Text excerpt
↓

After applying the Bayesian RFA to each of the 2400 data sets, we find that the algorithm does not always converge, as indicated by a value exceeding one on Gelman and Rubin's convergence diagnostic (Gelman and Rubin, 1992). Geweke's convergence diagnostic (Geweke, 1992) is much more conservative: it has values larger than the standard threshold value of 2 for at least one chain (out of three) in the vast majority of the simulated data sets, in all conditions. We therefore report convergence according to the Gelman-Rubin diagnostic.

As shown in Tables 2–4, we encounter convergence problems especially in conditions that contain uniform bias and a latent violator without a correlation between the trait and the violator and in conditions with an observed violator with a correlation between the trait and the violator.

Non-convergence results are not further analyzed and ignored when assessing the parameter estimates and detecting bias.

### 3.1. Parameter Estimates

Table 2 gives the measures of accuracy and efficiency of the estimated parameters that are associated with the parameters that express uniform (i.e., parameter *b*) and nonuniform (i.e., parameter *c*) bias in the first item: the estimation bias (i.e., (m(θ_{b}) − *b*) and (m(θ_{c}) − *c*), the efficiency (i.e., sd(θ_{b}) and sd(θ_{c})), and the Monte Carlo accuracy (i.e., m(se(θ_{b})) and m(se(θ_{c}))).

As can be seen in Table 2, the estimation bias appears rather low in the conditions with a continuous latent violator, both for the parameter expressing uniform bias (i.e., *b*), and nonuniform bias (i.e., *c*), with a maximum observed estimation bias across all conditions of 0.035. The conditions with a continuous observed violator show a similar pattern, with the largest estimation bias being 0.015.

In the conditions with a dichotomized observed violator, we observe relatively large estimation bias for, firstly, the parameter expressing uniform bias in those conditions that include uniform bias (with a maximum absolute estimation bias of 0.131) and, secondly, but to a lesser extent, the parameter expressing nonuniform bias in those conditions that include nonuniform bias (with a maximum absolute estimation bias of 0.071). With a dichotomized violator, the parameters that represent bias are underestimated.

Across all conditions, the efficiency of the parameters related to uniform and nonuniform bias in the Bayesian RFA is reasonably good, as indicated by the small values of the efficiency parameters (sd(θ_{b}) and sd(θ_{c})) (ranging from from 0.041 to 0.087). We further note that the means of time-series standard errors are small. We therefore conclude that the Monte Carlo accuracy is high.

↑

Natural-language object grounding material
↓

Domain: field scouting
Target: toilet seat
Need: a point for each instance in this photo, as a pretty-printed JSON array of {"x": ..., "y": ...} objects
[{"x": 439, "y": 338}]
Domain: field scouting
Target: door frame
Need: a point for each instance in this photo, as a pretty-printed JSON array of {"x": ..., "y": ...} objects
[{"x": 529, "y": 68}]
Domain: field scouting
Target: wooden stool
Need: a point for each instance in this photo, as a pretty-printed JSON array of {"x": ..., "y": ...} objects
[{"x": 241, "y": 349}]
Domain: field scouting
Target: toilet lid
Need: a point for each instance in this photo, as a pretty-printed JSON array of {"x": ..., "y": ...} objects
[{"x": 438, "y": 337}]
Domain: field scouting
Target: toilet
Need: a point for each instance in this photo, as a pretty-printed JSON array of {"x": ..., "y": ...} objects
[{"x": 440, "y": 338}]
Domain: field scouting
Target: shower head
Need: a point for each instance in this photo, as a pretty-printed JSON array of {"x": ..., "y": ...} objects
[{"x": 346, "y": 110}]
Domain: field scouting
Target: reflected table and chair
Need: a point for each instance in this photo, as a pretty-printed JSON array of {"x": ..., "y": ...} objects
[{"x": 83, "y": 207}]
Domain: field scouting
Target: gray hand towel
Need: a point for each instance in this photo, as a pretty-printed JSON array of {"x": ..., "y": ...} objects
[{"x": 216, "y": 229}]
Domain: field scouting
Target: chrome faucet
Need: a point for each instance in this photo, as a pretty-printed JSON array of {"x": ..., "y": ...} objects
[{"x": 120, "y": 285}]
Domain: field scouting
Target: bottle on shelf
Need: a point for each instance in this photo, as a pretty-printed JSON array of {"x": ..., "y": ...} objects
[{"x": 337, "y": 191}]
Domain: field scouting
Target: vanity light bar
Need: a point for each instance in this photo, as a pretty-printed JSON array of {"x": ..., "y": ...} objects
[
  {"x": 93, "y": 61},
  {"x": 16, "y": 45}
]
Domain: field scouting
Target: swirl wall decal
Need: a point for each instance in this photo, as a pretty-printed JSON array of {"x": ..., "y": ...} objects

↑

Problems to work on
**A.** From the passage on Bayesian RFA simulation results, list the measures that Table 2 reports for the estimated parameters, with the notation given for each.
**B.** Answer these questions using the passage on Bayesian RFA simulation results:
(i) How many data sets was the Bayesian RFA applied to?
(ii) With a dichotomized observed violator, what was the maximum absolute estimation bias for the parameter expressing uniform bias?
(iii) Over what range did the efficiency values sd(θ_{b}) and sd(θ_{c}) fall?
**C.** Continue the passage on Bayesian RFA simulation results from where it stops.

Task responses
**A.**
- Estimation bias: (m(θ_{b}) − *b*) and (m(θ_{c}) − *c*)
- Efficiency: sd(θ_{b}) and sd(θ_{c})
- Monte Carlo accuracy: m(se(θ_{b})) and m(se(θ_{c}))

**B.**
(i) 2400
(ii) 0.131
(iii) From 0.041 to 0.087

**C.**
#### 3.1.1. Single run procedure to detect bias

Table 3 gives the single run procedure results; the convergence rates, the quantile (i.e., 5, 50, and 95) values of the DIC difference between the reference model and the competing model with the most deviating DIC value, and the proportions of true positives and false positives at the strict and the liberal DIC cut-off values. The convergence rates in the single run procedure show considerable variability across conditions (ranging from 0.07 to 0.99), with particular low values for the models with a continuous latent violator with a substantially correlated latent trait and violator.

As can be seen in Table 3, the proportions of true positives (i.e., indicating the bias whenever it is present) are 1.000 in all conditions with the strict criterion, and ranges from 0.974 to 1.000 with the liberal criterion. Thus, both criteria are very successful in detecting the bias. The quantiles of the DIC difference values give an indication of the power to identify items with bias. These DIC difference values are highly negative in conditions with both uniform and nonuniform bias, but also substantial in conditions with only uniform or nonuniform bias. In conditions with a dichotomous observed violator, we observe smaller negative DIC difference values, suggesting a lower power.

The proportions of false positives with the strict cut-off value are very high (ranging from 0.304 to 0.791). With a liberal cut-off value, the proportions of false positives were reasonably low (from 0.014, with a maximum of 0.300); they appear somewhat higher in conditions with both uniform and nonuniform bias and a correlated trait and violator. Considering the performance in terms of both true positives and false positives, the liberal cut-off value seems best suited for bias detection with the single run procedure.

#### 3.1.2. Model difference procedure to detect bias

Table 4 shows the results of the model difference procedure: the convergence proportions, the quantile (i.e., 5, 50, and 95) values of the DIC difference between the reference model (i.e., with parameters to represent bias) and the nested model (i.e., without parameters to represent bias), and the proportions of true positives and false positives at the strict and the liberal cut-off values. The convergence rates show considerable variability across conditions (ranging from 0.49 to 1.00). Overall, the convergence rate is higher in the model difference procedure than in the single run procedure, because the former requires only two, and the latter *J* = 6 models to be estimated.

As can be seen in Table 4, the proportions of true positives (i.e., indicating bias when it is present) are very high in all conditions; both using the strict criterion (all 1.000) as using the liberal criterion (ranging from 0.943 to 1.000).

The quantiles of the DIC difference values give an indication of the power to identify items with bias. These DIC difference values are highly negative in conditions with both uniform and nonuniform bias, for all conditions with a continuous violator. In conditions with a dichotomous violator, we observe smaller negative DIC difference values, suggesting a lower power.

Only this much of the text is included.